**RECORDS SUPPLIED**.
>>>
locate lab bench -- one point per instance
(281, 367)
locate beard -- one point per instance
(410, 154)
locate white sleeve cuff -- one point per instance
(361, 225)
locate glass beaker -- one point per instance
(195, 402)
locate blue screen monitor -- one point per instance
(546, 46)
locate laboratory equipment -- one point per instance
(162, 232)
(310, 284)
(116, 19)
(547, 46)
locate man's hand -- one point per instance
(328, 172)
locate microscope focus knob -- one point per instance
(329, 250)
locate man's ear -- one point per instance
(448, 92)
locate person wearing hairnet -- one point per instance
<<<
**TASK STATEMENT**.
Return all of the listing above exactly, leaving nothing out.

**FINAL ANSWER**.
locate lab bench -- one point per instance
(281, 367)
locate beard -- one point per instance
(410, 154)
locate white sleeve cuff -- one point per instance
(361, 225)
locate glass beaker -- one point per instance
(195, 402)
locate blue screen monitor -- one point per instance
(546, 46)
locate laboratory equipment -- one point per instance
(162, 232)
(310, 284)
(116, 19)
(547, 46)
locate man's hand -- one point per instance
(328, 172)
locate microscope focus knob -- one point per instance
(329, 250)
locate man's ear -- one point per instance
(448, 92)
locate person wearing hairnet -- one point per instance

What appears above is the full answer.